Action item >>
Retype the whole listing that follows, line for line.

Task inputs >>

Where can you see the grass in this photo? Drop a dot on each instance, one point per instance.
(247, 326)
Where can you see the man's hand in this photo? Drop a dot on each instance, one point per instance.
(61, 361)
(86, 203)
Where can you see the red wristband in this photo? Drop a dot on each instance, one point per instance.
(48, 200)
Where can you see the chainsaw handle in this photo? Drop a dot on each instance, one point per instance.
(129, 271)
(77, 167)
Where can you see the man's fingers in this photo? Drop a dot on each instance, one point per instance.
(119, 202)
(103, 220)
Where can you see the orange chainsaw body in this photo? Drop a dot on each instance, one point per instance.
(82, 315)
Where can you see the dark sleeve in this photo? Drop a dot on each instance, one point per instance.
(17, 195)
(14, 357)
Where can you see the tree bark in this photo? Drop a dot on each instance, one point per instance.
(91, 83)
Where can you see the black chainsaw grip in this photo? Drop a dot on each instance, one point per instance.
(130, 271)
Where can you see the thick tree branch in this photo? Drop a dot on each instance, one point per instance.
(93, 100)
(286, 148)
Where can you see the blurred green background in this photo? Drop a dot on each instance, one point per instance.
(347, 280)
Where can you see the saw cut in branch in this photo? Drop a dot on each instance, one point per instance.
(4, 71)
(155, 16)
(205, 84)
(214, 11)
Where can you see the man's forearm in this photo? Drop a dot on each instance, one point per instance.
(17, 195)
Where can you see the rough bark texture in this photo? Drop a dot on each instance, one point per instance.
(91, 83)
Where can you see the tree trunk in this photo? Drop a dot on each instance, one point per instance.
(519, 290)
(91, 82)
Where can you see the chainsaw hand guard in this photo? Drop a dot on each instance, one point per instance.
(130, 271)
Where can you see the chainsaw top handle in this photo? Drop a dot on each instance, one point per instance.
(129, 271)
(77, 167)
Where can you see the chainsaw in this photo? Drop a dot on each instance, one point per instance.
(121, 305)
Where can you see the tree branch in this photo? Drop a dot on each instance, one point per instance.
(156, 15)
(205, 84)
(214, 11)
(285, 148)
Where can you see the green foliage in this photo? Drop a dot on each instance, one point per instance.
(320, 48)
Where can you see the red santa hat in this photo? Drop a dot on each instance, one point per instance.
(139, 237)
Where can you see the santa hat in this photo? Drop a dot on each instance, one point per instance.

Solution for this exercise >>
Where can you see the grass in this photo? Drop a dot on each instance, one point per instance.
(247, 326)
Where can you see the man's hand in this photo? Drop a dot on each instance, one point per instance.
(61, 361)
(86, 203)
Where can you see the red wristband in this photo? Drop a dot on each instance, one point per instance.
(48, 200)
Where can you see the chainsaw handle in this photo? Drop a dot on each instance, one point per instance.
(129, 271)
(77, 167)
Where can you see the man's fingers in this photo? Drop a dot on each instance, one point per instance.
(119, 202)
(103, 220)
Where can you see the orange chainsaw body in this photo? Drop a dot on each instance, one point per instance.
(82, 315)
Where can you see the dark sleeve in this photo? Drop a dot on each instance, one point per instance.
(17, 195)
(14, 357)
Where can you see the tree bark in this photo? Drop a dot on each instance, one point per instance.
(91, 83)
Where can you see the black chainsaw grip in this photo? Drop a dot on each instance, one point per instance.
(130, 271)
Where can you see the thick tree branch in this photo? Drop a dot on each instance, one point per instance.
(93, 100)
(286, 148)
Where can you see the blurred green background in this photo? Drop a dot on each instance, one point per instance.
(347, 280)
Where can you see the saw cut in branch in this photo? Drop a dot on each instance, one point per instance.
(4, 71)
(155, 16)
(205, 84)
(214, 11)
Where can you see the man's forearm in this photo? Drop a dot on each instance, one point per instance.
(17, 195)
Where can you see the rough bark texture in this photo? Drop a dot on each instance, one point per instance.
(91, 83)
Where can you see the tree trunk in this photo? Drop a dot on each instance, one point per instance.
(519, 290)
(91, 82)
Where can you see the chainsaw hand guard in this photo? Drop a dot on each instance, one point per instance.
(130, 271)
Where can you see the chainsaw top handle in this photo? Drop a dot on each instance, one point per instance.
(129, 271)
(77, 167)
Where can you see the chainsaw in this photo? Drop a dot on each instance, one point per instance.
(121, 305)
Where can you see the tree branch in this photo? Drop a dot on each instance, one point per instance.
(156, 15)
(205, 84)
(214, 11)
(285, 148)
Where can you see the green foliage in this photo? Drop a dot on each instance, one point per instance.
(320, 48)
Where can you see the red santa hat in this photo? Drop a dot on each instance, one point per instance.
(139, 237)
Where can you see the santa hat in this photo? Drop a dot on each instance, one point per instance.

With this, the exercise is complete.